Según el profesor Dionisio Borovio, al tratar de la transubstanciación en su obra Eucaristía (BAC, Madrid 2000), la explicación de la presencia sacramental de Cristo «per modum substantiæ» es un concepto que, aunque contribuyó sin duda a clarificar el misterio de la presencia del Señor en la eucaristía, «condujo a una interpretación cosista y poco personalista de esta presencia» (286).
En la «concepción actual» de sustancia [¿cuántas «concepciones actuales» habrá de substancia?], en aquella que, al parecer, Borobio estima verdadera, «pan y vino no son sustancias, puesto que les falta homogeneidad e inmutablidad. Son aglomerados de moléculas y unidades accidentales. Sin embargo, pan y vino sí tienen una sustancia en cuanto compuestos de factores naturales y materiales, y del sentido y finalidad que el hombre les atribuye: “Hay que considerar como factores de la esencia tanto el elemento material dado como el destino y la finalidad que les da el mismo hombre” (J. Betz)» (285).
Si se parte de esta equívoca filosofía de la substancia, parece evidente que un cambio que afecte al destino y finalidad del pan y del vino en la Eucaristía (transfinalización-transignificación) equivale a una transubstanciación.
«Para los autores que defienden esta postura (v. gr. Schillebeeckx) es preciso admitir un cambio ontológico en el pan y el vino. Pero este cambio no tiene por qué explicarse en categorías aristotélico-tomistas (sustancia-accidente), sometidas a crisis por las aportaciones de la física moderna, y reinterpretables desde la fenomenología existencial con su concepción sobre el símbolo. Según esta concepción, la realidad material debe entenderse no como realidad objetiva independiente de la percepción del sujeto, sino como una realidad antro-pológica y relacional, estrechamente vinculada a la percepción humana. Pan y vino deben ser considerados no tanto en su ser-en-sí cuanto en su perspectiva relacional. El determinante de la esencia de los seres no es otra cosa que su contexto relacional. La relacionalidad constituye el núcleo de la realidad material, el en-sí de las cosas» (307).

**Datos proporcionados**
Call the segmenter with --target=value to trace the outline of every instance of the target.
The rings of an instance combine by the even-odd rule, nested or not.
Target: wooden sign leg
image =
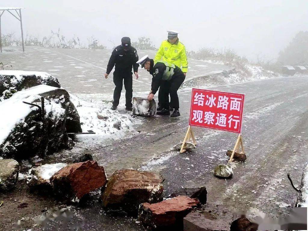
[[[234,146],[234,148],[233,148],[233,150],[232,152],[232,154],[231,155],[231,156],[230,156],[230,159],[229,160],[229,162],[232,162],[233,161],[233,156],[234,156],[234,153],[236,151],[237,151],[237,149],[238,148],[238,146],[240,144],[240,142],[241,142],[241,145],[242,147],[243,145],[241,142],[241,134],[240,134],[237,137],[237,139],[236,140],[235,145]]]
[[[188,129],[187,129],[187,131],[186,132],[186,135],[185,135],[185,137],[184,138],[184,140],[183,140],[183,143],[182,144],[182,147],[181,147],[181,150],[180,151],[180,153],[183,153],[186,151],[186,150],[184,149],[184,147],[185,146],[185,143],[186,142],[187,138],[188,137],[190,133],[191,129],[190,126],[189,125],[188,126]]]

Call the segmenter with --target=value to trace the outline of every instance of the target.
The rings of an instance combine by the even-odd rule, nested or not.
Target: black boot
[[[125,108],[125,109],[128,111],[132,111],[133,108],[131,107],[127,107]]]
[[[174,111],[173,112],[173,113],[172,114],[171,114],[171,115],[170,116],[170,117],[177,117],[178,116],[179,116],[180,115],[180,111],[179,111],[178,110],[175,109]]]
[[[163,110],[161,111],[157,111],[156,112],[156,114],[157,115],[170,115],[170,111],[169,110],[167,110],[166,109],[163,108]]]

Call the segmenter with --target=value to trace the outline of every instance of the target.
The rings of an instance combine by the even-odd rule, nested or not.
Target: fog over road
[[[92,96],[96,99],[103,94],[112,94],[114,85],[111,78],[105,80],[102,78],[102,68],[106,67],[110,55],[107,51],[74,50],[73,55],[68,50],[27,47],[27,52],[25,55],[9,52],[4,55],[8,59],[20,56],[13,61],[16,68],[57,74],[55,76],[62,87],[74,93],[98,93]],[[155,52],[152,52],[153,55]],[[144,52],[150,53],[142,51],[139,52],[139,56]],[[188,77],[231,68],[202,61],[190,60],[189,63],[191,70]],[[193,70],[195,72],[191,71]],[[144,83],[150,84],[151,76],[144,70],[140,73],[139,80],[141,82],[134,82],[134,92],[149,90],[149,86]],[[82,75],[83,76],[77,77]],[[90,81],[92,79],[95,80]],[[183,140],[187,128],[191,92],[191,89],[188,88],[179,92],[180,117],[142,118],[142,124],[135,128],[135,133],[127,134],[120,139],[106,140],[103,145],[93,144],[87,150],[77,143],[72,150],[50,156],[44,161],[65,162],[72,156],[88,152],[104,166],[107,176],[122,168],[159,172],[166,179],[165,197],[182,187],[205,186],[207,204],[210,207],[222,205],[231,210],[260,210],[274,216],[281,207],[294,206],[297,193],[287,174],[290,173],[294,184],[299,184],[303,167],[308,160],[308,76],[278,77],[206,88],[246,94],[242,134],[247,159],[245,162],[233,162],[234,175],[231,179],[216,178],[213,170],[217,164],[227,163],[228,158],[225,152],[234,146],[235,134],[193,127],[197,148],[183,154],[172,150],[174,145]],[[122,104],[123,96],[122,92]],[[131,113],[121,107],[119,110]],[[34,194],[29,196],[24,187],[6,195],[5,201],[12,199],[13,206],[2,214],[3,230],[10,230],[12,222],[22,217],[38,216],[43,208],[57,205],[52,198],[40,201],[40,198]],[[14,199],[25,200],[31,205],[32,210],[19,210],[18,216],[14,208],[18,202],[14,207]],[[70,207],[75,213],[73,223],[82,217],[86,221],[83,230],[143,230],[129,217],[116,217],[116,219],[106,215],[98,200],[89,203],[84,207]],[[39,229],[34,227],[32,230]]]

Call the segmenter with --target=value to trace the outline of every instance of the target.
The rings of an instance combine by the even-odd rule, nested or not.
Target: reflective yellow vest
[[[186,56],[185,46],[178,40],[175,44],[171,44],[168,40],[161,43],[154,58],[154,63],[162,59],[180,67],[183,72],[188,71],[188,62]]]

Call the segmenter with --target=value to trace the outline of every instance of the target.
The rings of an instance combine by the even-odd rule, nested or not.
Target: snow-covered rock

**Objetivo planteado 1**
Enumera, en el orden en que aparecen, los números de página que el fragmento sobre la transubstanciación cita entre paréntesis.
**Objetivo planteado 2**
Prosigue el fragmento sobre la transubstanciación a partir de su última frase.
Los datos no tienen relación alguna con el fragmento.

**Respuesta escrita 1**
286, 285, 307

**Respuesta escrita 2**
Apoyándose, pues, en esta falsa metafísica, explica el profesor Borobio la transubstanciación del pan y del vino, y la presencia real de Cristo en la Eucaristía. En ella «las cosas de la tierra, sin perder su consistencia y su autonomía, devienen signo de esa presencia permanente», sin perder «nada de su riqueza creatural y humana» (266). El pan y el vino, por tanto, siguen siendo pan y vino, no pierden su realidad creatural, pero puede en la Eucaristía hablarse de una transubstanciación de tales elementos materiales porque han cambiado decisivamente su finalidad y significado.
Esta explicación de la Presencia eucarística real de Cristo no es conciliable con la fe de la Iglesia, tal como la expresa, por ejemplo, Pablo VI en la Mysterium fidei (1965), que en buena parte escribe precisamente esta encíclica para denunciar y rechazar éstos errores:
«Cristo se hace presente en este Sacramento por la conversión de toda la substancia del pan en su cuerpo, y de toda la substancia del vino en su sangre […] Realizada la transubstanciación, las especies de pan y de vino adquieren sin duda un nuevo significado y un nuevo fin, puesto que ya no son el pan ordinario y la ordinaria bebida, sino el signo de una cosa sagrada. Pero adquieren un nuevo significado y un nuevo fin en tanto en cuanto contienen una “realidad” que con razón denominamos ontológica. Porque bajo dichas especies ya no existe lo que había antes, sino una cosa completamente diversa, y esto no únicamente por el juicio de fe de la Iglesia, sino por la realidad objetiva, puesto que, convertida la substancia o naturaleza del pan y del vino en el cuerpo y en la sangre de Cristo, no queda ya nada del pan y del vino, sino las solas especies. Bajo ellas, Cristo, todo entero, está presente en su “realidad” física, aun corporalmente, aunque no del mismo modo como los cuerpos están en un lugar».
La especulación filosófica-teológica que propone Borovio –siguiendo dócilmente a tantos otros autores modernos– sobre la presencia de Cristo en la Eucaristía no prescinde solamente, como él dice, de la explicación en clave aristotélico-tomista de ese misterio, sino que contradice abiertamente la doctrina católica, la de siempre, la que ha sido enseñada por los Padres, la Liturgia, las Catequesis antiguas más venerables, el concilio de Trento, la Mysterium fidei o el Catecismo de la Iglesia Católica. La que, por ejemplo, en el siglo IV, sin emplear las categorías aristotélico-tomistas, exponía San Cirilo de Jerusalén (+386).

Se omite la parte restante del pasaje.